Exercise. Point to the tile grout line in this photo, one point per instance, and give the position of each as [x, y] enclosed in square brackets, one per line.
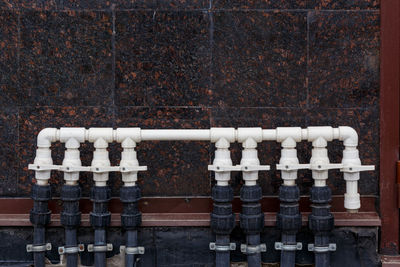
[211, 89]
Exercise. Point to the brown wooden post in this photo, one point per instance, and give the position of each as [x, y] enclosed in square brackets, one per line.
[389, 124]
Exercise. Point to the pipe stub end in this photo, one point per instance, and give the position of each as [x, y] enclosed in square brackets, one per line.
[289, 193]
[321, 194]
[130, 194]
[70, 193]
[100, 194]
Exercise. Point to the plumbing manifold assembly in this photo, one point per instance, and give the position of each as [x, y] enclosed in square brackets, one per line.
[222, 220]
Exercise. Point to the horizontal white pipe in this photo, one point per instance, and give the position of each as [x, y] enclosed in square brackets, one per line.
[344, 133]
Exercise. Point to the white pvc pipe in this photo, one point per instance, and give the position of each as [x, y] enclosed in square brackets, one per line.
[318, 135]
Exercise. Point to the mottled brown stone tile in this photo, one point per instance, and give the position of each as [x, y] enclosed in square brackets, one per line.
[259, 4]
[174, 168]
[66, 58]
[259, 59]
[9, 93]
[162, 58]
[183, 4]
[8, 151]
[34, 119]
[344, 59]
[136, 4]
[108, 4]
[343, 4]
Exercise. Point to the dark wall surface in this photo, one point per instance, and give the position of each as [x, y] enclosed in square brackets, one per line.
[186, 64]
[183, 246]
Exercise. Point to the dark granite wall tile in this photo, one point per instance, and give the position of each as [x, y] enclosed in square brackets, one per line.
[163, 57]
[66, 58]
[107, 4]
[183, 4]
[344, 59]
[8, 151]
[8, 58]
[34, 119]
[259, 59]
[174, 168]
[259, 4]
[343, 4]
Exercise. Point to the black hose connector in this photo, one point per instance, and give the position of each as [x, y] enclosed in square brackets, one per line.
[222, 223]
[100, 219]
[131, 219]
[71, 219]
[222, 218]
[251, 217]
[321, 222]
[40, 216]
[288, 220]
[70, 215]
[252, 223]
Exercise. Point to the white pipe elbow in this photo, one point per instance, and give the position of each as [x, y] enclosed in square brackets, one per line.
[47, 136]
[348, 135]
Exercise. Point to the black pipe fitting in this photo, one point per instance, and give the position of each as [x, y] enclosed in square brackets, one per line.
[100, 218]
[70, 215]
[289, 217]
[222, 222]
[71, 218]
[288, 220]
[222, 218]
[251, 217]
[131, 219]
[321, 222]
[40, 217]
[252, 221]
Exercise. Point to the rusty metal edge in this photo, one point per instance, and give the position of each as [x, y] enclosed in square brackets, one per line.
[389, 125]
[195, 219]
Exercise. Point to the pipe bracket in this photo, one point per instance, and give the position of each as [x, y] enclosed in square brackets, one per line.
[288, 247]
[231, 246]
[105, 248]
[38, 248]
[132, 250]
[71, 250]
[247, 249]
[320, 249]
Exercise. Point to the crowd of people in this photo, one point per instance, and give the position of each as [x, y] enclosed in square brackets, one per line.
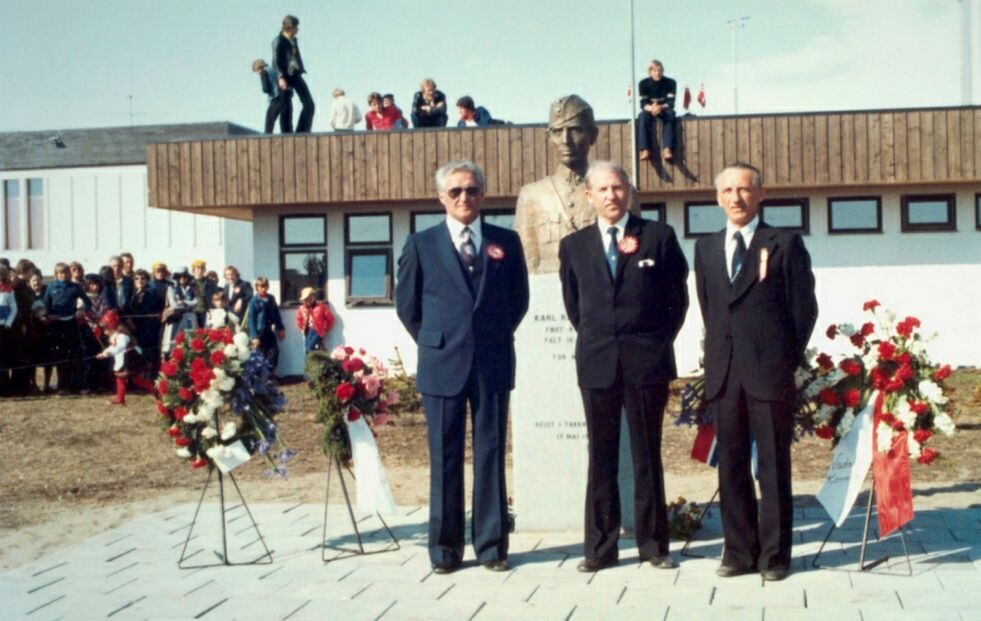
● ● ● ●
» Exercise prompt: How many lines in the entries above contain the word "wall"? Reply with the number alone.

» Task output: 2